Text block:
John Campbell of Stackpole Court and Cawdor (1695–1777), was a British politician. He was a Member of Parliament (MP) for Pembrokeshire, Nairnshire, Inverness Burghs and Corfe Castle.

He was born the second son of Sir Alexander Campbell, MP in the Scottish Parliament, and his wife Elizabeth, daughter of Sir John Lort, 2nd Baronet, of Stackpole Court, Pembrokeshire. He was educated at Lincoln's Inn (1708) and Clare College, Cambridge (1711) and succeeded his mother to the Stackpole estate in 1714 and his grandfather Sir Hugh Campbell to estates in Nairnshire (Cawdor), Inverness-shire, and Argyll in 1716. Stackpole Court became the family home.

He was elected Member of Parliament (MP) for Pembrokeshire in 1727, sitting until 1747. He afterwards represented Nairnshire from 1747 to 1754, Inverness Burghs from 1754 to 1761 and Corfe Castle from 1762 to 1768.

Exercises:
A – Using the biography of John Campbell, decide whether each statement agrees with it: (i) He was the eldest son of Sir Alexander Campbell. (ii) He sat as MP for Pembrokeshire from 1727 to 1747. (iii) Stackpole Court became the family home. Answer yes or no for each, quoting the words of the biography that decide it.
B – From the biography of John Campbell, copy out the stretch from "John Campbell of" through "1762 to 1768.".

Lines of data:
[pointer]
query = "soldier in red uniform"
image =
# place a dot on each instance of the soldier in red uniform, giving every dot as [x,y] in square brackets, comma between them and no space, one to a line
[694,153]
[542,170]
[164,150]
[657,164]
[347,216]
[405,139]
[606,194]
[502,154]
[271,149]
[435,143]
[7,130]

Solutions for each task:
A –
(i) No: "He was born the second son of Sir Alexander Campbell"
(ii) Yes: "He was elected Member of Parliament (MP) for Pembrokeshire in 1727, sitting until 1747."
(iii) Yes: "Stackpole Court became the family home."

B –
John Campbell of Stackpole Court and Cawdor (1695–1777), was a British politician. He was a Member of Parliament (MP) for Pembrokeshire, Nairnshire, Inverness Burghs and Corfe Castle.

He was born the second son of Sir Alexander Campbell, MP in the Scottish Parliament, and his wife Elizabeth, daughter of Sir John Lort, 2nd Baronet, of Stackpole Court, Pembrokeshire. He was educated at Lincoln's Inn (1708) and Clare College, Cambridge (1711) and succeeded his mother to the Stackpole estate in 1714 and his grandfather Sir Hugh Campbell to estates in Nairnshire (Cawdor), Inverness-shire, and Argyll in 1716. Stackpole Court became the family home.

He was elected Member of Parliament (MP) for Pembrokeshire in 1727, sitting until 1747. He afterwards represented Nairnshire from 1747 to 1754, Inverness Burghs from 1754 to 1761 and Corfe Castle from 1762 to 1768.